取り組む課題:
1. カラヴァッジョ絵画の研究概要について、次の(a)〜(c)が内容と合うかをはい・いいえで判定せよ。それぞれ決め手となる本文の語句をそのまま引用して添えること。
(a) 被験者は24名の学生と院生だった。
(b) 計測にはTobii Pro TX600が使われた。
(c) CB実験でのHit率は0.80だった。
2. カラヴァッジョ絵画の研究概要によると、CB実験での参加者の平均Accuracyはいくつだったか。
3. カラヴァッジョ絵画の研究概要を、最後の文の後から書き継げ。

出典抜粋:
美術史と神経科学の協働実験美術史―カラヴァッジョ絵画の鑑賞者の心の深層を探る―

Research Project

Project/Area Number 19K21605
Research InstitutionThe University of Tokyo

Principal Investigator

小佐野 重利  東京大学, 相談支援研究開発センター, 特任教授 (70177210)

Co-Investigator(Kenkyū-buntansha) 亀田 達也  東京大学, 大学院人文社会系研究科(文学部), 教授 (20214554)
Project Period (FY) 2019-06-28 – 2022-03-31
Keywords実験美術史 / カラヴァッジョ絵画 / 絵画鑑賞者 / 眼球運動計測 / 脳機能イメージング
Outline of Annual Research Achievements

前年度の眼球運動計測結果と特に固視fixationクラスタ分布を確認した。それより、Caravaggio絵画は主題に関わる領域に視線を集めるという作業仮説を立てた。行動・眼球運動計測実験は、前年度同様にfMRIの予備実験と位置づけ、課題画像のオリジナルの自由鑑賞を加えて、Change blindness (CB)実験を行った。計測(Tobii Pro TX600使用)実験では、見ていた箇所と固視時間などの基本的な解析と絵画の主題と関連する関心領域(ROI)を使って見た箇所の時系列パターンの解析をおこなった。被験者は24名の学生と院生。
行動結果については、CB実験での参加者の平均Accuracyは0.80、Hit率は0.61、False alarm率はほぼ0だった。

提供情報:
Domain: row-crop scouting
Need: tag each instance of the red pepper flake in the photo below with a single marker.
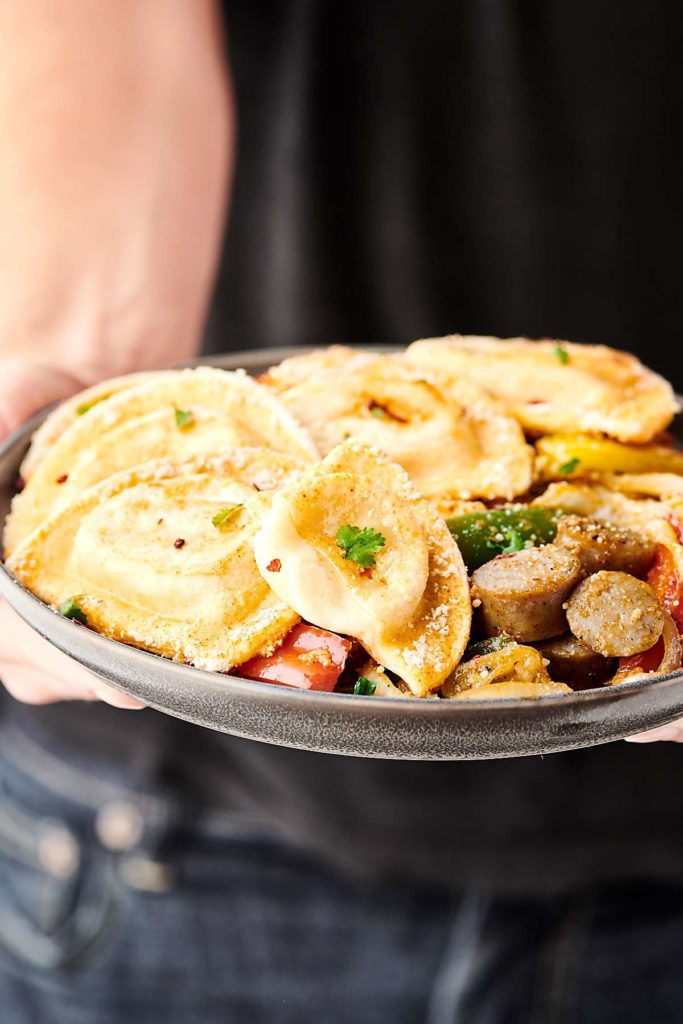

課題ごとの結果:
1.
(a) はい。「被験者は24名の学生と院生。」
(b) はい。「計測(Tobii Pro TX600使用)実験では」
(c) いいえ。「Hit率は0.61」

2. 0.80

3.
眼球運動計測で、自由鑑賞でのROIでの合計滞留時間を調べたところ、CaravaggioのほうがCaravaggeschiよりROIの滞留時間が有意に長かった(t(23) = 3.13, P = 0.0047)。またCaravaggioのほうがMondrianよりROIの滞留時間が有意に長かった(t(23) = 4.05, P = 0.0005)。 CaravaggeschiのほうがMondrianよりも滞留時間が長いが、多重比較を考慮すると有意とはいえない(t(23) = 2.20, P-unc = 0.038)。
CB実験でのROIでの合計滞留時間を分散分析により調べたところ、絵画の種類の主効果が有意(F(2,46) = 67.2, P < 0.001)、交互作用が有意(F(2,46) = 3.26, P = 0.047)だった。ROIに視線が移動する頻度を上記と同様に解析すると、有意性が上記と同じ傾向になる。
以上より、参加者はCaravaggio絵画のときにより長くROIを見ていた。この結果は作業仮説を支持する。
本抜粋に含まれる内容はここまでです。